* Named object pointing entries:

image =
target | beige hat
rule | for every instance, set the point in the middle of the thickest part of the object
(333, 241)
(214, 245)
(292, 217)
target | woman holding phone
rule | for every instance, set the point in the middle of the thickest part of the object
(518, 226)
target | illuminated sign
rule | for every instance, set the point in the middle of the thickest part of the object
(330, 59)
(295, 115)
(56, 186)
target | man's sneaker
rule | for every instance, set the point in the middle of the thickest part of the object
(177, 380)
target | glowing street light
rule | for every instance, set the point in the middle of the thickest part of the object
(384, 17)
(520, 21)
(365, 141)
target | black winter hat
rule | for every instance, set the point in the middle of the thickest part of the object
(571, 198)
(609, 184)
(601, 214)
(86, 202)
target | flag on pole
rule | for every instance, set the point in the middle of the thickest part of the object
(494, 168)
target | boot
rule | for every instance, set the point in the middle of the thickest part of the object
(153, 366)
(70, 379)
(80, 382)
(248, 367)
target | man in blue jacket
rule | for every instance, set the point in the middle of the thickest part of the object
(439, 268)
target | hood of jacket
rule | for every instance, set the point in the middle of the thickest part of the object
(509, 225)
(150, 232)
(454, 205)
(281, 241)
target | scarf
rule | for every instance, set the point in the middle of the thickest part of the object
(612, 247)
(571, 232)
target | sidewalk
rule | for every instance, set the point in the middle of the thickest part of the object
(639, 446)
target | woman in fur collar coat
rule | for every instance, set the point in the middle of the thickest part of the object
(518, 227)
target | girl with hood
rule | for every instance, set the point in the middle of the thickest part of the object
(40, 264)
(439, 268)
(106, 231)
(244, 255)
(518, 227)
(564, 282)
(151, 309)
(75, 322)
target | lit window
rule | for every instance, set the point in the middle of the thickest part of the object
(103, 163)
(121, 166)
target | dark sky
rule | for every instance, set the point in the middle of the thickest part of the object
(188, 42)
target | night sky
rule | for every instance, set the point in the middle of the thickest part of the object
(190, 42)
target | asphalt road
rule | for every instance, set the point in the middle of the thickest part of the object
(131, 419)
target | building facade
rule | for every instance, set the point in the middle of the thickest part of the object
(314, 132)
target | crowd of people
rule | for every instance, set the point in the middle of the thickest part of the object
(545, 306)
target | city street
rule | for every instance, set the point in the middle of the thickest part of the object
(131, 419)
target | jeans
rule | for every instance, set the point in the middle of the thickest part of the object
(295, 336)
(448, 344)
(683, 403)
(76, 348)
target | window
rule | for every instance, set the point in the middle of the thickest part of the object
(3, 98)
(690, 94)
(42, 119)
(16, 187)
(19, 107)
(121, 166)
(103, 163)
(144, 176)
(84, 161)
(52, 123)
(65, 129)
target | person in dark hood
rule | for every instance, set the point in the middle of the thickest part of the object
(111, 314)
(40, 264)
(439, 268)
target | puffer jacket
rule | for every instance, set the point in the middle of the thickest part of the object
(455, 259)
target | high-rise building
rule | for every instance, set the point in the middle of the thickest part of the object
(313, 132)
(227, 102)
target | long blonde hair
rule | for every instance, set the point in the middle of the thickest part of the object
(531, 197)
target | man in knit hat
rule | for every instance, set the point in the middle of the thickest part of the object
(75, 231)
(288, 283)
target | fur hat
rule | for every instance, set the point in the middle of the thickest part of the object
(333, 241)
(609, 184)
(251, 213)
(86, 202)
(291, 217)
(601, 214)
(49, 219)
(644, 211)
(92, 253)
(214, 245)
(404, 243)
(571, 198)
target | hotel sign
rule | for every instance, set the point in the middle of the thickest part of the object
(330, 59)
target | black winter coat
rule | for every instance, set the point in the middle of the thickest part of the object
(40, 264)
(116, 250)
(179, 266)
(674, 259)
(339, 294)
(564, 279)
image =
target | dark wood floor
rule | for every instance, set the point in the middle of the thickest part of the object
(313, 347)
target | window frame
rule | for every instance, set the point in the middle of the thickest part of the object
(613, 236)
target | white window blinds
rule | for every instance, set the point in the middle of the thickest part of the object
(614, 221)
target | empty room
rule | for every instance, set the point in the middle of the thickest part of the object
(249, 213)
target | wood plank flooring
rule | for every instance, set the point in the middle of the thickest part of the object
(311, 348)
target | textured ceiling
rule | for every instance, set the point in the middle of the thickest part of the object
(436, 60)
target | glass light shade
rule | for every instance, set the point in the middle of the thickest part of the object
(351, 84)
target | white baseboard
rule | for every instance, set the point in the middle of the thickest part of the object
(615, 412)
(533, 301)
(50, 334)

* Your instructions: Repeat every line of the material exactly as given.

* Task result:
image =
target | beige hat
rule | for every instance, set the point in the middle of the thickest part of the object
(333, 241)
(214, 245)
(292, 217)
target | woman holding phone
rule | for every instance, set the point in the middle of the thickest part of the object
(518, 226)
target | illuminated sign
rule | for every instance, set the point in the middle of the thickest part of the object
(330, 59)
(295, 115)
(56, 186)
target | man's sneaker
rule | for every instance, set the point in the middle of the thickest part of the object
(177, 380)
target | glowing street light
rule | for every instance, set the point in the middle of the thickest part of the object
(384, 17)
(520, 21)
(365, 141)
target | black winter hat
rule | for every instance, set the point in the middle of the thickest part of the object
(571, 198)
(609, 184)
(601, 214)
(86, 202)
target | flag on pole
rule | for every instance, set the point in the middle of the thickest part of the object
(494, 168)
target | boot
rule | for every instance, set the point in the middle of the thickest part of the object
(153, 366)
(70, 379)
(80, 382)
(248, 367)
target | man in blue jacket
rule | for every instance, set the point in the middle of the thickest part of the object
(439, 268)
target | hood of jacket
rule | for every instance, set the point in the middle of the thickest part of the object
(509, 225)
(150, 232)
(454, 205)
(281, 241)
target | scarf
rule | for every instance, set the point in the middle of the thickest part of the object
(612, 247)
(571, 232)
target | sidewalk
rule | for every instance, set the point in the middle of the thickest part of the object
(639, 446)
target | woman in fur collar coat
rule | for every instance, set the point in the middle of the thickest part of the object
(518, 227)
target | girl with hood
rule | for every instance, set the point in the middle of the thickest part of the object
(40, 264)
(439, 268)
(106, 231)
(244, 255)
(518, 227)
(564, 282)
(151, 309)
(75, 322)
target | lit window
rule | for every instance, set the point in the middle of the thickest part of the object
(103, 163)
(121, 166)
target | dark sky
rule | for every instance, set the point in the middle of the thickest part of the object
(188, 42)
target | night sky
rule | for every instance, set the point in the middle of the thickest part of the object
(190, 42)
target | asphalt road
rule | for every instance, set the point in the middle of the thickest part of the object
(131, 419)
target | building facade
rule | for every instance, set the point in the middle of the thickest part of the object
(314, 132)
target | crowd of people
rule | for every instance, set the point in the middle of the thickest part of the object
(545, 306)
target | city street
rule | for every instance, set the point in the middle of the thickest part of the object
(131, 419)
target | jeans
rule | for every instance, set the point in the middle of the thickest part of the object
(295, 336)
(448, 344)
(683, 403)
(76, 348)
target | window
rule | for every instance, set the point in the middle of the thickest part of the object
(3, 98)
(690, 94)
(42, 119)
(16, 187)
(19, 107)
(121, 166)
(103, 163)
(144, 176)
(84, 161)
(52, 123)
(65, 129)
target | person in dark hood
rule | for every instance, set the point in the middle of the thickest part of the object
(111, 314)
(40, 264)
(439, 268)
target | puffer jacket
rule | for every instance, set the point in the middle of the thickest part of the object
(455, 259)
target | high-rise building
rule | for every instance, set the point in the middle of the thickest part of the object
(313, 132)
(227, 102)
target | long blonde hair
rule | for every instance, set the point in the middle of the thickest part of the object
(531, 197)
target | man in knit hat
rule | for every instance, set the point in the middle of the thickest part of the object
(75, 231)
(288, 283)
target | fur hat
rule | for every instance, set the point in the middle of the thickest part of the object
(333, 241)
(609, 184)
(251, 213)
(86, 202)
(291, 217)
(601, 214)
(49, 219)
(644, 211)
(92, 253)
(214, 245)
(404, 243)
(571, 198)
target | hotel sign
rule | for every instance, set the point in the middle of the thickest part of the object
(330, 59)
target | black winter coat
rule | for every instance, set the point in the middle of the thickest part of the object
(40, 264)
(116, 250)
(179, 266)
(674, 259)
(339, 294)
(564, 279)
image =
target | dark wood floor
rule | for every instance, set the point in the middle of the thickest part of the object
(313, 347)
target | window frame
rule | for every instance, set the point in the middle of the thickest part of the object
(613, 236)
target | white window blinds
rule | for every instance, set the point in the middle of the thickest part of the object
(614, 221)
target | empty room
rule | for every instance, set the point in the middle of the thickest part of the object
(249, 213)
target | wood plank flooring
rule | for every instance, set the point in the middle of the thickest part of the object
(311, 348)
target | textured ceiling
rule | for every instance, set the point in the middle of the thickest part of the object
(436, 60)
target | glass light shade
rule | for every instance, set the point in the middle of the thickest part of the object
(351, 84)
target | white baseboard
rule | for every instance, set the point in the middle of the thickest part of the object
(615, 412)
(533, 301)
(50, 334)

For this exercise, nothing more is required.